Aim –
Turn every line of the records below into a Markdown table with the columns "Row" and "Record line," numbering the rows and skipping any blank lines. Leave the pictures out of the table.

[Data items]
****************
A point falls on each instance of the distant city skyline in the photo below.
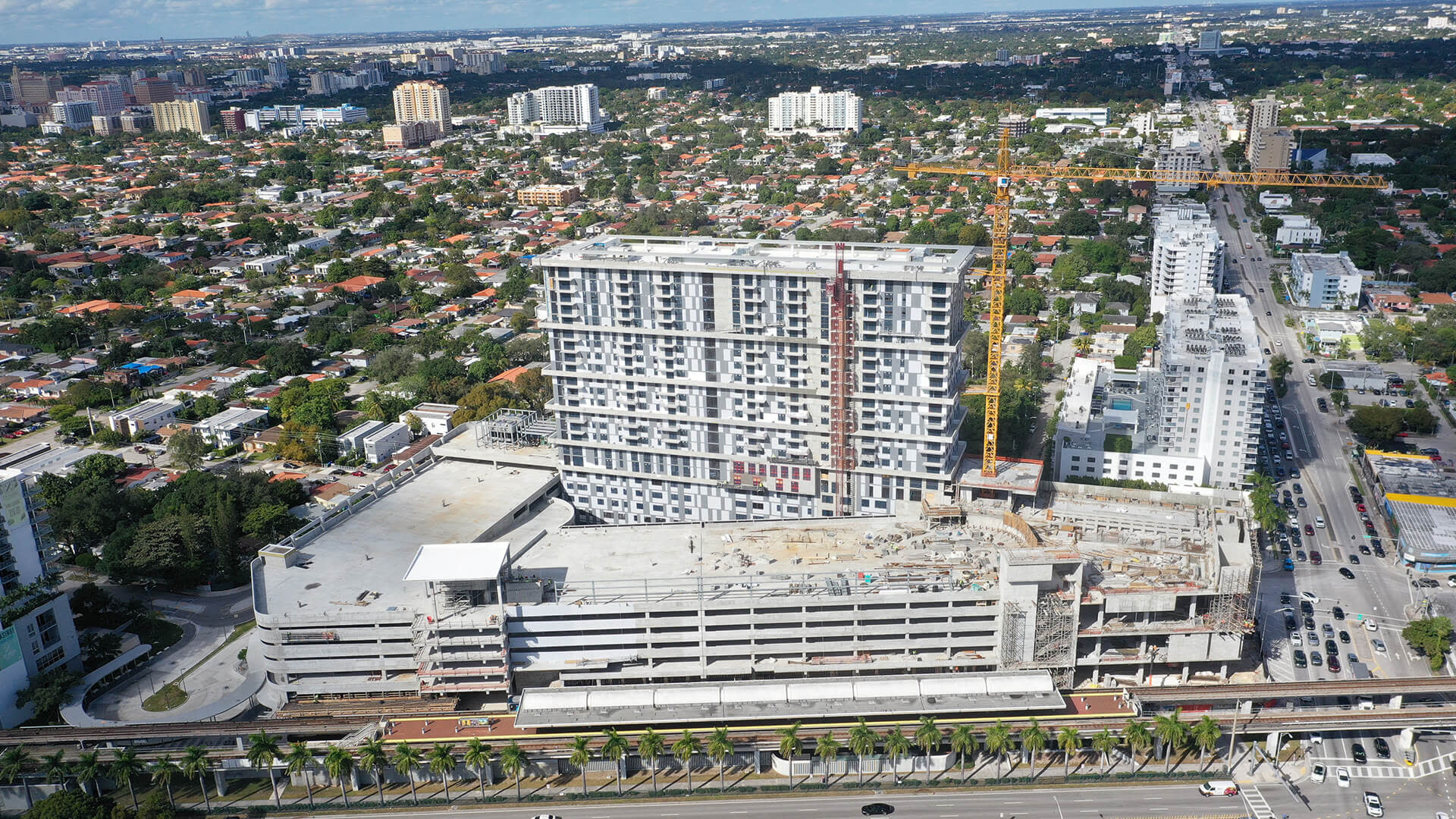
(80, 20)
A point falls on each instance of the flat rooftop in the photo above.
(360, 564)
(603, 564)
(767, 257)
(824, 697)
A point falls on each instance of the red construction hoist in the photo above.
(842, 387)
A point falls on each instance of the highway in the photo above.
(1381, 589)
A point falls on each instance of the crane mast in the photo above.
(1005, 172)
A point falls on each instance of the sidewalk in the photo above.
(673, 781)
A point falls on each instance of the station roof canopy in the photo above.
(456, 561)
(823, 697)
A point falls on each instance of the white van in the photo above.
(1219, 787)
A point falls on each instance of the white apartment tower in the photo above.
(39, 632)
(576, 107)
(836, 111)
(1187, 254)
(695, 379)
(1191, 419)
(422, 101)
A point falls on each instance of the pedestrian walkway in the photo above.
(1257, 803)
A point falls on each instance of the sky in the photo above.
(72, 20)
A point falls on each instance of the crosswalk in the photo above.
(1257, 803)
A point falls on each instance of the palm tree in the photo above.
(720, 746)
(615, 749)
(262, 752)
(375, 758)
(162, 773)
(405, 761)
(650, 746)
(1068, 739)
(685, 749)
(88, 768)
(789, 745)
(1034, 741)
(862, 741)
(999, 742)
(14, 764)
(963, 742)
(479, 757)
(928, 738)
(896, 746)
(297, 761)
(1206, 733)
(1104, 744)
(513, 764)
(1171, 732)
(580, 757)
(1138, 739)
(827, 749)
(55, 768)
(441, 761)
(124, 765)
(197, 764)
(338, 763)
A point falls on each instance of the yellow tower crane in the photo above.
(1005, 172)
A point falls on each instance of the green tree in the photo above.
(164, 771)
(999, 744)
(897, 745)
(615, 749)
(406, 761)
(683, 751)
(196, 765)
(1104, 742)
(789, 745)
(375, 758)
(1034, 741)
(862, 741)
(582, 757)
(1069, 741)
(299, 761)
(651, 746)
(478, 755)
(513, 764)
(126, 765)
(963, 744)
(441, 761)
(1204, 735)
(827, 749)
(720, 746)
(1172, 733)
(187, 447)
(338, 763)
(1432, 637)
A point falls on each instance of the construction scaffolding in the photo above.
(514, 428)
(842, 387)
(1055, 643)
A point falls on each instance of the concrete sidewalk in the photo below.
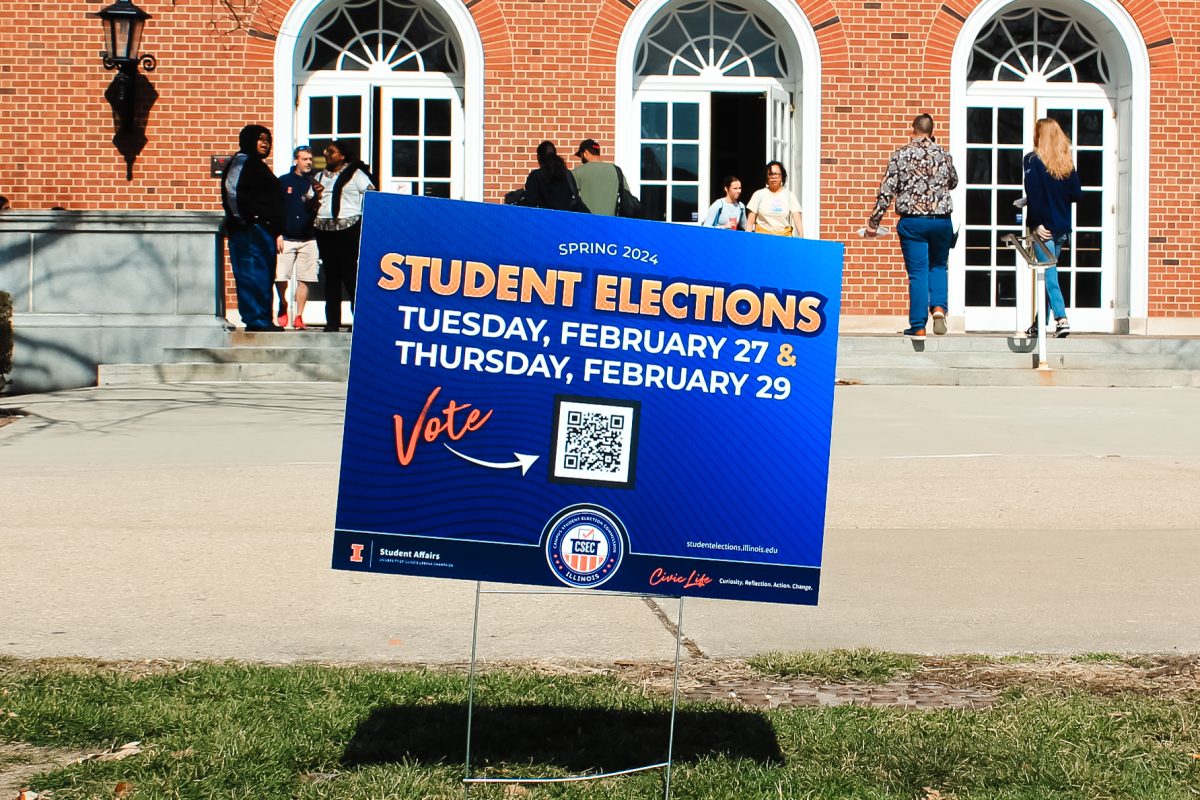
****************
Solution for this exercise –
| Row | Record line |
|---|---|
| 1 | A point falls on each instance of the distant city skyline in the photo below. |
| 2 | (80, 20) |
| 3 | A point falls on each instance of the flat rooftop in the photo above. |
| 4 | (360, 564) |
| 5 | (603, 564) |
| 6 | (767, 257) |
| 7 | (824, 697) |
| 8 | A point falls on each instance of the red construction hoist in the photo above. |
| 9 | (842, 387) |
| 10 | A point falls on each instance of the highway in the photo above. |
| 11 | (1381, 589) |
| 12 | A point falls on each instance of the crane mast in the photo above. |
| 13 | (1005, 172) |
| 14 | A point falls on each instance of the sidewalk in the photo above. |
| 15 | (673, 781) |
| 16 | A point falls on each instance of the station roof canopy in the photo above. |
| 17 | (456, 561) |
| 18 | (823, 697) |
| 19 | A point falls on each instance of the white van in the photo above. |
| 20 | (1219, 787) |
| 21 | A point falls on each instance of the white apartment tower in the photo above. |
| 22 | (39, 632) |
| 23 | (576, 107) |
| 24 | (836, 111) |
| 25 | (1187, 254) |
| 26 | (695, 379) |
| 27 | (1191, 419) |
| 28 | (422, 101) |
| 29 | A point falls on each instance of the pedestrian walkway in the photo above. |
| 30 | (1257, 803) |
| 31 | A point falls on each instance of the sky in the photo above. |
| 32 | (72, 20) |
| 33 | A point falls on each instance of the crosswalk in the photo above. |
| 34 | (1257, 803) |
| 35 | A point falls on each instance of the palm tree in the photo above. |
| 36 | (720, 746) |
| 37 | (615, 749) |
| 38 | (262, 752) |
| 39 | (375, 758) |
| 40 | (162, 773) |
| 41 | (405, 761) |
| 42 | (650, 746) |
| 43 | (1068, 739) |
| 44 | (685, 749) |
| 45 | (88, 768) |
| 46 | (789, 745) |
| 47 | (1034, 741) |
| 48 | (862, 741) |
| 49 | (999, 742) |
| 50 | (14, 764) |
| 51 | (963, 742) |
| 52 | (479, 757) |
| 53 | (928, 738) |
| 54 | (896, 746) |
| 55 | (297, 761) |
| 56 | (1206, 733) |
| 57 | (1104, 744) |
| 58 | (513, 764) |
| 59 | (1171, 732) |
| 60 | (580, 757) |
| 61 | (1138, 739) |
| 62 | (827, 749) |
| 63 | (55, 768) |
| 64 | (441, 761) |
| 65 | (124, 765) |
| 66 | (197, 764) |
| 67 | (338, 763) |
| 68 | A point falls on each instance of the yellow tower crane in the photo above. |
| 69 | (1005, 172) |
| 70 | A point falls on each instance of the green tree in the photo above. |
| 71 | (164, 771) |
| 72 | (999, 744) |
| 73 | (897, 745) |
| 74 | (615, 749) |
| 75 | (406, 761) |
| 76 | (683, 751) |
| 77 | (196, 765) |
| 78 | (1104, 742) |
| 79 | (789, 745) |
| 80 | (375, 758) |
| 81 | (1034, 741) |
| 82 | (862, 741) |
| 83 | (582, 757) |
| 84 | (1069, 741) |
| 85 | (299, 761) |
| 86 | (651, 746) |
| 87 | (478, 755) |
| 88 | (513, 764) |
| 89 | (126, 765) |
| 90 | (963, 744) |
| 91 | (441, 761) |
| 92 | (1204, 735) |
| 93 | (827, 749) |
| 94 | (720, 746) |
| 95 | (1172, 733) |
| 96 | (187, 447) |
| 97 | (338, 763) |
| 98 | (1432, 637) |
| 99 | A point falls on each instance of the construction scaffolding in the photo above. |
| 100 | (514, 428) |
| 101 | (842, 387) |
| 102 | (1055, 643) |
| 103 | A point falls on each instance of the concrete sidewalk in the photo below. |